Brano citato ::
Io non voglio entrare in polemica con il nostro parroco, don Angelo. Mi piacerebbe, al contrario, confrontarmi, ma non credo che ci sia la possibilità. Però, prima di esprimere le mie perplessità su alcuni suoi atteggiamenti e sul concetto che ha di comunità, voglio rammentare a tutti un episodio che ormai è scritto nella mia storia e nel rapporto che ho avuto con i preti che si sono susseguiti a Cenadi, in particolare con uno: don Vincenzo. Ce ne sarebbero tanti, ma per brevità ne rammento uno solo. Una volta non ero d’accordo su una particolare questione e avevo deciso di scrivere al vescovo. Ma prima di farlo, visto che i rapporti che avevo con lui erano di sincera amicizia, ne ho parlato con lui e gli ho fatto leggere la lettera che avevo scritto. All’inizio pensavo che si arrabbiasse e avevo timore di fargliela leggere, ma con mio stupore, una volta letta, non mi ha impedito di mandarla al Vescovo. Mi ha semplicemente detto che, se pensavo di essere nel giusto, avrei dovuto spedirla. E così ho fatto. Questo episodio non ha scalfito di un millimetro la nostra amicizia, anzi: siamo rimasti amici e abbiamo condiviso molte cose insieme.
Rammento le parole di papa Francesco quando, in una sua catechesi, dice di non indossare maschere, di dire quello che si pensa in faccia, di non truccarsi, ma di essere sinceri. A volte i migliori insegnamenti teologici non passano attraverso la lettura o la meditazione delle Scritture, ma dalla viva esperienza umana e dalle relazioni che si instaurano. E, anche se nell’immediato non ti fanno riflettere e non ti appaiono importanti, con il passare del tempo si rivelano veri insegnamenti di vita. In alcuni frangenti, le relazioni che hai avuto con le persone diventano veri e propri segni di evangelizzazione.
Io non sono un fervente cattolico, mi considero un cristiano radicale, ma non frequento la Chiesa come dovrei, come fanno tanti, anzi pochi, miei compaesani, perché, come ho scritto tante volte, la mia fede, per usare le parole di sant’Agostino nelle Confessioni: «Tardi ti amai, bellezza così antica e così nuova…», è stata anche per me una scoperta da adulto. Non per questo ne ero privo da giovane, quando la mia testa era piena di capelli, ma l’avevo sotterrata sotto una montagna di convinzioni idealistiche che non le permettevano di respirare. La soffocavo, la ricoprivo di mondanità.
Oggi mi considero uno scolaro permanente, un curioso che impara le cose giorno per giorno. A volte le mie convinzioni sono sbagliate, ma i testi che leggo e le riflessioni che ascolto sul Vangelo mi aiutano a cambiarle oppure a valorizzarle ancora di più. Con papa Francesco, ancora di più, ho scavato dentro di me per togliere tutta la terra che copriva la mia fede. Giorno dopo giorno, con la carta vetrata delle preghiere, ho cominciato a intravedere la scintilla luminosa, e la luce che avevo sepolto ha iniziato a farsi vedere. Non basta una vita intera per imparare e, se Dio stesso non mi avesse scelto, oggi non sarei mai riuscito a scorgere, dentro il mio cuore, il segno di quanto Dio mi voglia bene, con tutti i miei sbagli, tutte le mie mancanze e i miei difetti.

Consegna ::
Porta avanti il brano citato, la riflessione sulla fede e sui preti di Cenadi, riprendendo subito dopo la sua ultima frase.

Voci da una raccolta:
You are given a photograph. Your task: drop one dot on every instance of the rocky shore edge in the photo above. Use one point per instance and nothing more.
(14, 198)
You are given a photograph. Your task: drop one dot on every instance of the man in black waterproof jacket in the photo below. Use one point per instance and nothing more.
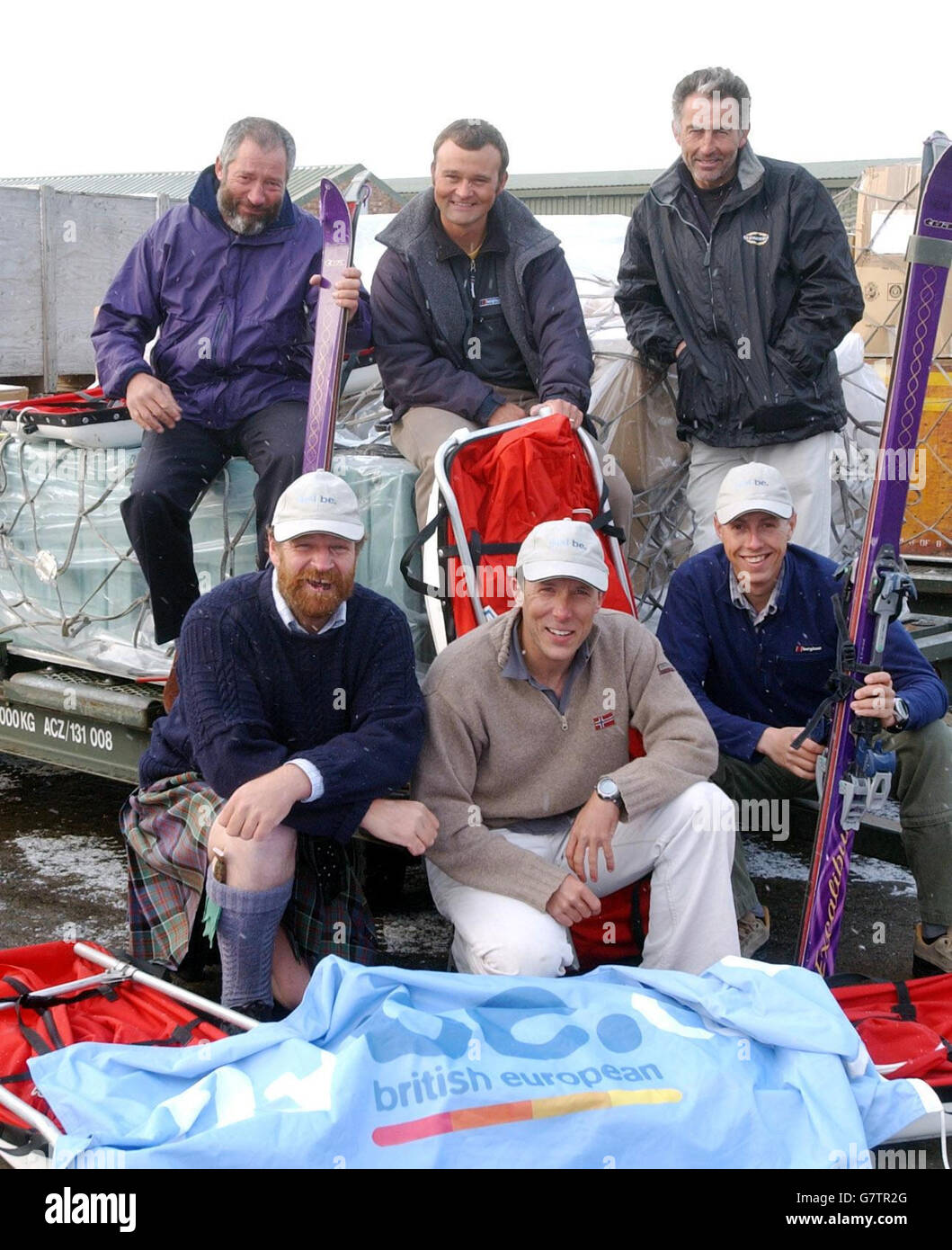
(739, 268)
(476, 317)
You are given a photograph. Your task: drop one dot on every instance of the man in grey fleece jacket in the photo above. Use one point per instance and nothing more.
(541, 810)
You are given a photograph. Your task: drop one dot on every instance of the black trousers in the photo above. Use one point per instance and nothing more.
(173, 469)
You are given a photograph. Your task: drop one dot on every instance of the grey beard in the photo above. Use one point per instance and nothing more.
(234, 220)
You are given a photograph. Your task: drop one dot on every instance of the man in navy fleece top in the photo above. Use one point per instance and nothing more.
(298, 712)
(750, 628)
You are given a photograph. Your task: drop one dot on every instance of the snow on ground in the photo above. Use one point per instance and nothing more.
(772, 864)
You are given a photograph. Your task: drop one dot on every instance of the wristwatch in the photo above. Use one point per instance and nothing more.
(901, 712)
(609, 789)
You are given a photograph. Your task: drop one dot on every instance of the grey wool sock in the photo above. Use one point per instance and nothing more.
(246, 939)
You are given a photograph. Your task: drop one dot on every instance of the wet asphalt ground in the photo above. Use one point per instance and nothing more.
(63, 875)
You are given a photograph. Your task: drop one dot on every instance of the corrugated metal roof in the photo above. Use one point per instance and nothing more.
(831, 170)
(176, 185)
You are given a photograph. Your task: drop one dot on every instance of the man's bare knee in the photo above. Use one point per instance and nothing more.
(255, 862)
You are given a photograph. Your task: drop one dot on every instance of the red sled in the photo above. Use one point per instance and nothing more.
(904, 1025)
(490, 489)
(61, 414)
(60, 993)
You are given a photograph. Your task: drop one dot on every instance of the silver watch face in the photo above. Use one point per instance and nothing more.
(608, 789)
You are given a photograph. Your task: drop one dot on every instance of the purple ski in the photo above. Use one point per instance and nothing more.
(340, 229)
(858, 766)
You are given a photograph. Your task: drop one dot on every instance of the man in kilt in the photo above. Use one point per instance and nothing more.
(298, 714)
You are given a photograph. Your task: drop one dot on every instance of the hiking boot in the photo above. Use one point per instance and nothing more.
(938, 954)
(262, 1012)
(752, 933)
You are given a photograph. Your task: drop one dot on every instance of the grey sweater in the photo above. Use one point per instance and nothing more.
(497, 749)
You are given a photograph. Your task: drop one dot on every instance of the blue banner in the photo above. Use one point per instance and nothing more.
(749, 1065)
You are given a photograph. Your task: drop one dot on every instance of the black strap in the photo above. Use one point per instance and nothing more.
(603, 524)
(422, 587)
(903, 1006)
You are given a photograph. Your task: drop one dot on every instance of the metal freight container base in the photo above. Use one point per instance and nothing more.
(73, 718)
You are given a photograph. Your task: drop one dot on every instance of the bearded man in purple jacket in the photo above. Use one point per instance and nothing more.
(230, 281)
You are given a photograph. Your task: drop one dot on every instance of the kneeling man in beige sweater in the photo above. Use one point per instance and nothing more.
(541, 810)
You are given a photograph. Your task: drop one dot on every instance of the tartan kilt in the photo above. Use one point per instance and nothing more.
(166, 826)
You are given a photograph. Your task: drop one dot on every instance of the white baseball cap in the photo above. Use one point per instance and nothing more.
(317, 503)
(564, 549)
(753, 487)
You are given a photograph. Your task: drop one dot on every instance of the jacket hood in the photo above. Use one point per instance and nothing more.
(204, 198)
(521, 229)
(750, 175)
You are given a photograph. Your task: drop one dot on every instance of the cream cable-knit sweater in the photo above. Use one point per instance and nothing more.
(497, 750)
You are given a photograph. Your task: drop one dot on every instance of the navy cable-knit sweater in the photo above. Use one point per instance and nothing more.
(255, 695)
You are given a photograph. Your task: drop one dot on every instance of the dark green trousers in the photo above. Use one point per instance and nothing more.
(922, 784)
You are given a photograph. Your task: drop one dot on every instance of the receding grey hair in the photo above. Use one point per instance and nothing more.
(262, 130)
(473, 134)
(714, 77)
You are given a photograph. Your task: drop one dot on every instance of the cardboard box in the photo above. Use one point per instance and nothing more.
(884, 284)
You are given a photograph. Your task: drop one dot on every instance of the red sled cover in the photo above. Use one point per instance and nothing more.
(904, 1025)
(116, 1012)
(64, 410)
(505, 487)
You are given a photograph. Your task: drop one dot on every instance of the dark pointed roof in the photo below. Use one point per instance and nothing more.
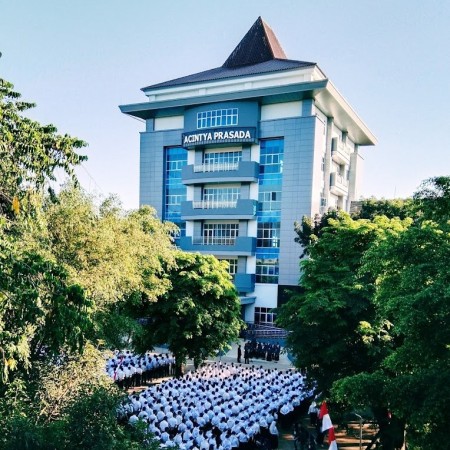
(258, 52)
(259, 45)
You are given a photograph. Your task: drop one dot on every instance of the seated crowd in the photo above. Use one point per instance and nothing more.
(130, 370)
(262, 350)
(218, 407)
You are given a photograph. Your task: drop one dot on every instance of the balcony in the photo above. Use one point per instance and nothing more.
(338, 184)
(242, 171)
(220, 246)
(244, 282)
(244, 209)
(339, 153)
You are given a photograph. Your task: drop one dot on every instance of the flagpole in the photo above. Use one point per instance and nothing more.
(360, 430)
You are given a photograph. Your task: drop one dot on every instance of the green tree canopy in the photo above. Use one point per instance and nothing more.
(372, 321)
(199, 315)
(29, 152)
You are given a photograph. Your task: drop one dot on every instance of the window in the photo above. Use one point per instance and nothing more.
(267, 266)
(222, 157)
(271, 162)
(217, 118)
(174, 190)
(264, 316)
(269, 201)
(223, 194)
(220, 233)
(268, 235)
(232, 268)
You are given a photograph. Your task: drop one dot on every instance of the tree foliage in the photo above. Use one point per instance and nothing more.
(371, 323)
(199, 314)
(29, 152)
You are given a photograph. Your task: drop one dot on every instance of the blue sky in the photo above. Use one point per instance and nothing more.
(79, 60)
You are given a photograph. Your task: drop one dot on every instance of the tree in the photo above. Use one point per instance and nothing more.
(432, 200)
(399, 327)
(413, 295)
(29, 152)
(118, 257)
(40, 310)
(325, 318)
(199, 314)
(371, 208)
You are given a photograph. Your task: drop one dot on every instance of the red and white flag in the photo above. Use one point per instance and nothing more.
(326, 421)
(332, 440)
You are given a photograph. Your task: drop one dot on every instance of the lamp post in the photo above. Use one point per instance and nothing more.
(360, 430)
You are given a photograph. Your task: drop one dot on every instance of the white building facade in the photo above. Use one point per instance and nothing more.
(235, 155)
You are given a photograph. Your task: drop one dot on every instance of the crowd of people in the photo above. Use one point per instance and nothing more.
(129, 370)
(259, 350)
(220, 406)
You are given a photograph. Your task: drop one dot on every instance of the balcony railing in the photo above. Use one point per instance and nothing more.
(216, 167)
(211, 240)
(338, 184)
(209, 204)
(339, 179)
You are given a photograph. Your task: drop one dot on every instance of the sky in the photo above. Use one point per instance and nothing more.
(79, 60)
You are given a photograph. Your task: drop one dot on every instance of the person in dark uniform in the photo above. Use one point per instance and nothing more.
(246, 355)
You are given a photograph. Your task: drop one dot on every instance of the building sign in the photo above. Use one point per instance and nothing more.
(228, 135)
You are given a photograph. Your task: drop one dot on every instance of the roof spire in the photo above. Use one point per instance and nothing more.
(259, 45)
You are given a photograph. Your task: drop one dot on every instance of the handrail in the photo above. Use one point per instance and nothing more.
(211, 240)
(216, 167)
(209, 204)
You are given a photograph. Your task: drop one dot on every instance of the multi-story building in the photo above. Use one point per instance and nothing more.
(236, 154)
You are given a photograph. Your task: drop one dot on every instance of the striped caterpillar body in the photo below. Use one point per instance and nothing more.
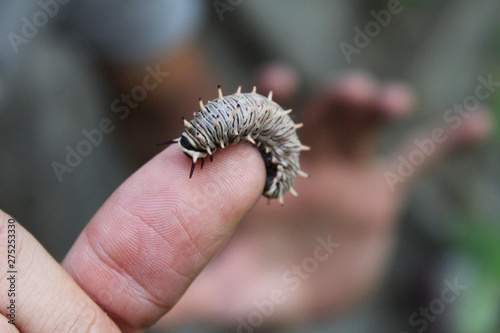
(251, 117)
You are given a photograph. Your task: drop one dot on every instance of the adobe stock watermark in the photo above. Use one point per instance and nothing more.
(292, 278)
(222, 6)
(30, 27)
(363, 38)
(94, 137)
(420, 320)
(454, 117)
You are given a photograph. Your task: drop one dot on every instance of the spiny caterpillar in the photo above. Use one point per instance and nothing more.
(251, 117)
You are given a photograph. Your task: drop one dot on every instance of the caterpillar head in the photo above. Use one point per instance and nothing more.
(189, 148)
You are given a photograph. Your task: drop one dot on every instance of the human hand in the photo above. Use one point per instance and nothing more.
(140, 251)
(347, 197)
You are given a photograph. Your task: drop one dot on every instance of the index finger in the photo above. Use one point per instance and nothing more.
(159, 229)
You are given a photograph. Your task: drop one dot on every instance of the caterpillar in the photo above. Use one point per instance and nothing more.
(250, 117)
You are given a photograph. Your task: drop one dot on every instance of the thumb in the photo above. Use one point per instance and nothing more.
(154, 235)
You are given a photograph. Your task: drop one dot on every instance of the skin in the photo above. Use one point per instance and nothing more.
(157, 232)
(347, 197)
(140, 251)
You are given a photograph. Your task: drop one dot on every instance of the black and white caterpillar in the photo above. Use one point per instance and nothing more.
(251, 117)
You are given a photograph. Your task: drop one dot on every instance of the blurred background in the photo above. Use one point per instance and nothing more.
(63, 76)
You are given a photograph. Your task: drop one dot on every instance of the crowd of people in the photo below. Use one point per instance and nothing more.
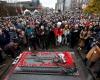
(44, 32)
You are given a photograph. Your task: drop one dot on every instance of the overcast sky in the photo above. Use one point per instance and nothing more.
(45, 3)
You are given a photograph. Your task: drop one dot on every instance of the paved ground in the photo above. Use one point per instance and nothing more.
(83, 72)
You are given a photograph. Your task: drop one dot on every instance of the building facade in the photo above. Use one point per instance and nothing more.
(63, 5)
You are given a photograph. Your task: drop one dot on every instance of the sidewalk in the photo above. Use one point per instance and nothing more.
(5, 67)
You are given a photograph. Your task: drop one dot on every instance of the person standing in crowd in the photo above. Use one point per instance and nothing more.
(31, 36)
(75, 35)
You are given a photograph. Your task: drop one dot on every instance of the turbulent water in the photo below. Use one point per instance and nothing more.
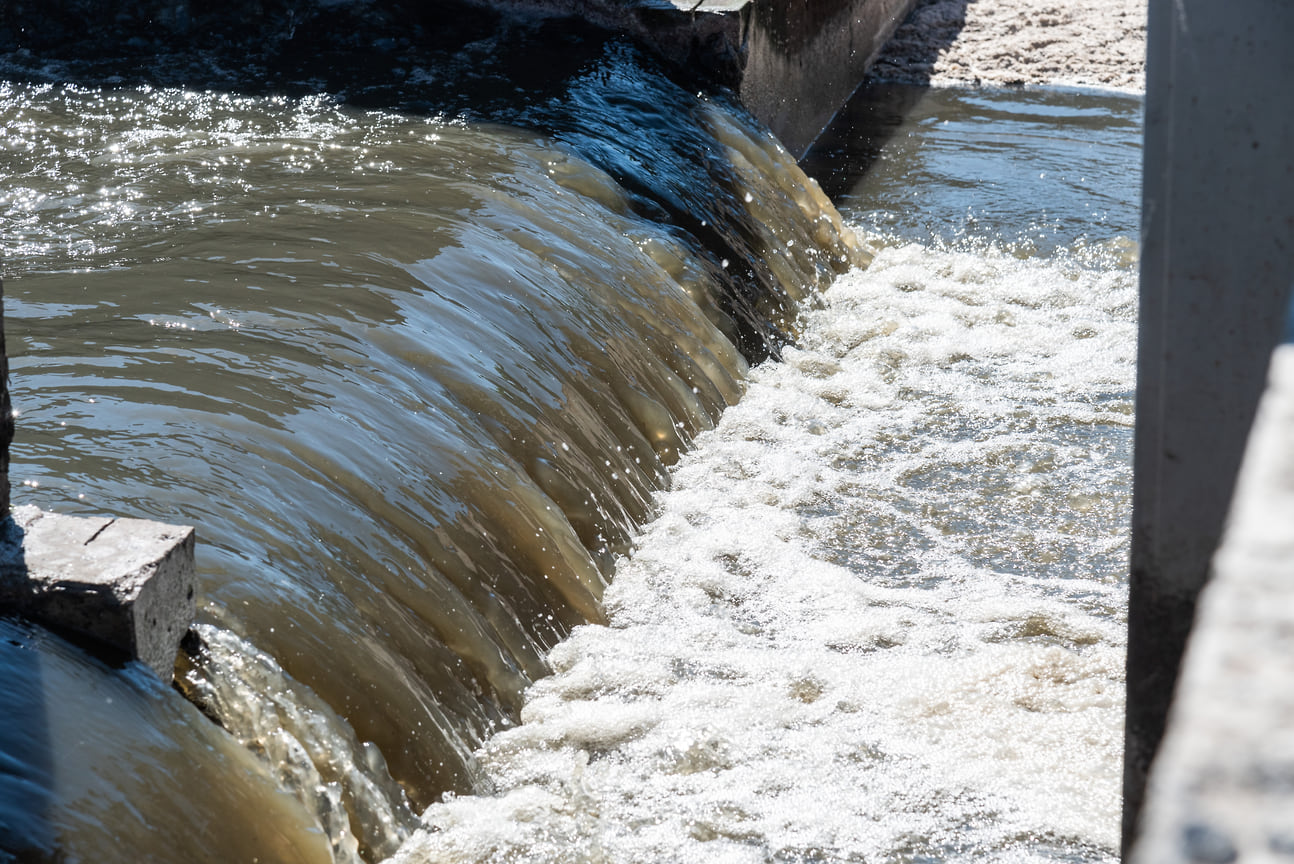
(413, 378)
(880, 616)
(418, 378)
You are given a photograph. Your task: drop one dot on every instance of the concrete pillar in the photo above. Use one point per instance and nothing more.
(1217, 264)
(5, 417)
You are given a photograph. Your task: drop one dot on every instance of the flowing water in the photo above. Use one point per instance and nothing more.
(880, 615)
(417, 377)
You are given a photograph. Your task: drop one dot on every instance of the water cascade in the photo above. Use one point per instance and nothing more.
(413, 370)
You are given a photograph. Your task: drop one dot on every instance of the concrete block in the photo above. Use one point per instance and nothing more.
(124, 582)
(1222, 788)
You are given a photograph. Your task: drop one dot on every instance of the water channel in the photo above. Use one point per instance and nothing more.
(418, 377)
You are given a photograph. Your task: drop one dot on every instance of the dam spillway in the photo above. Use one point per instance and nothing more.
(287, 311)
(412, 457)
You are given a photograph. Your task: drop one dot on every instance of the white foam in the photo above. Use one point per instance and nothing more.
(880, 613)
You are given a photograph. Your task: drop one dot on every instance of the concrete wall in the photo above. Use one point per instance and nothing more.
(1217, 265)
(1222, 788)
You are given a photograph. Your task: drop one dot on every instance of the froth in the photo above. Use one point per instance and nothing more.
(879, 615)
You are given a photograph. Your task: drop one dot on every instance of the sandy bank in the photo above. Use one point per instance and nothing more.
(1077, 43)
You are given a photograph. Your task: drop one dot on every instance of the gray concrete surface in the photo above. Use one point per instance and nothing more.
(124, 582)
(1222, 788)
(1217, 265)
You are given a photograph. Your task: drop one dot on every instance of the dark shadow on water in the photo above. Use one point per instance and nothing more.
(26, 759)
(846, 149)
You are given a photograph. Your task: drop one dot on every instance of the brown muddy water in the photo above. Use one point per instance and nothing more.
(418, 377)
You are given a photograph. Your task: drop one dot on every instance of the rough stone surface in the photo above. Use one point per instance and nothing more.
(124, 582)
(1222, 788)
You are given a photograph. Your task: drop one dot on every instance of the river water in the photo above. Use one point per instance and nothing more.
(417, 378)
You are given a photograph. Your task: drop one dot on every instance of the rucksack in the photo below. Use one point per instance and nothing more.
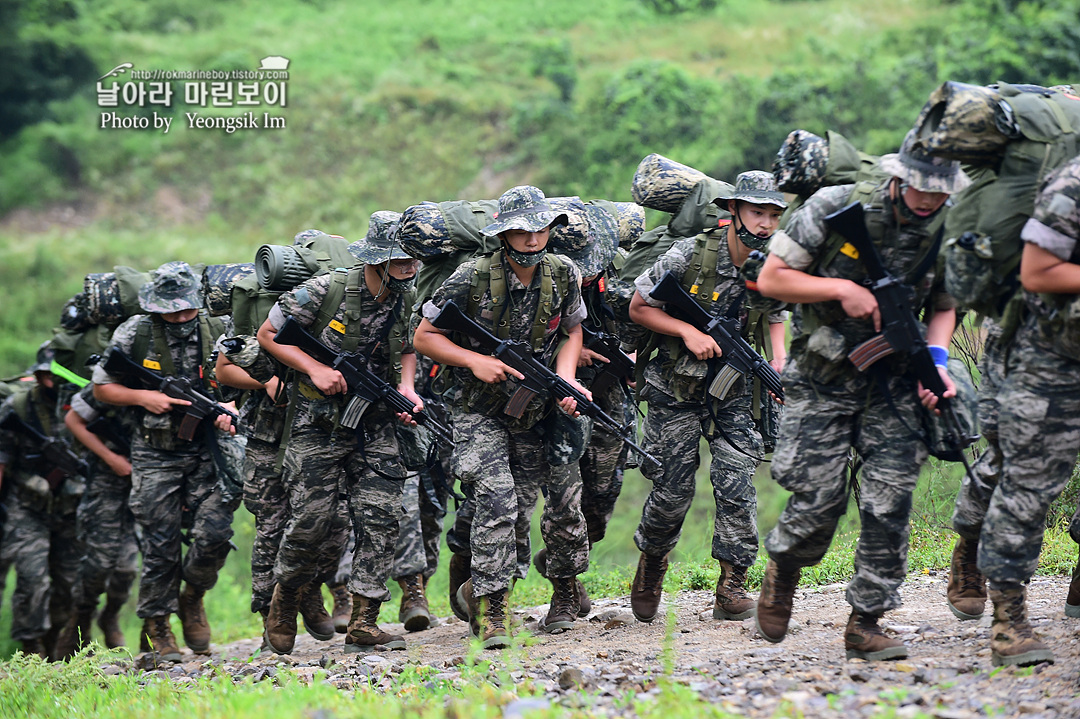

Risposta qui sotto ::
Non voglio dilungarmi e voglio arrivare al sodo della questione. Non credo che ai miei compaesani interessi tanto la mia conversione e quali fatti della mia vita l’abbiano resa possibile. Da un certo punto di vista, chi mi conosce veramente e sa di che pasta è fatto il mio cuore non dovrebbe stupirsi più di tanto, perché da sempre era iscritta nelle mie carni, ma io non sapevo leggerla.
Mi è dispiaciuto il richiamo che don Angelo mi ha fatto l’ultima volta che sono andato in chiesa, quando mi ha invitato ad avvicinarmi. Non ero all’ultimo banco e nemmeno distante dagli altri. Mi sono seduto vicino a mia zia, lasciando il posto che di solito occupo dall’altra parte, vicino alla statua di san Francesco d’Assisi e accanto al crocifisso. Forse è una stupida sensazione, ma guardare ogni tanto il volto di Francesco durante la messa o girarmi di lato per guardare Gesù mi aiuta a segnare nel mio cuore le parole del Vangelo.
A questo riguardo, debbo dire che l’amplificazione non aiuta, anzi, le parole non si comprendono bene e sono costretto, per seguire meglio le letture, a usare il cellulare. E se non ricordo male, il catechismo, per definire la religione cristiana, dice che non è la religione del libro, ma della Parola, che non è una parola scritta e muta, ma il Verbo incarnato e vivente. Anche se per me definire il cristianesimo una religione mi sta un po’ stretto. Ma scrivere di questo mi porterebbe lontano dal mio ragionamento.
Allora voglio stare dentro binari ben precisi e per questo mi aiuterò con il Vangelo, partendo da quello di Matteo (21,28-32). Ci sono periodi nella vita in cui hai l’impressione che i pubblicani e le prostitute siano davanti a te, oppure che siano su un altro versante rispetto a dove sei tu. Questo accade ogni volta che l’apparato delle convinzioni religiose, oppure una certa religiosità presente in ogni forma di esperienza di fede, soprattutto nelle istituzioni religiose, per come viene descritta nei versetti citati di Matteo, è solo di facciata, frutto di opportunismo, senza dare nessuna continuità alle parole dette né alcun rispetto agli impegni presi.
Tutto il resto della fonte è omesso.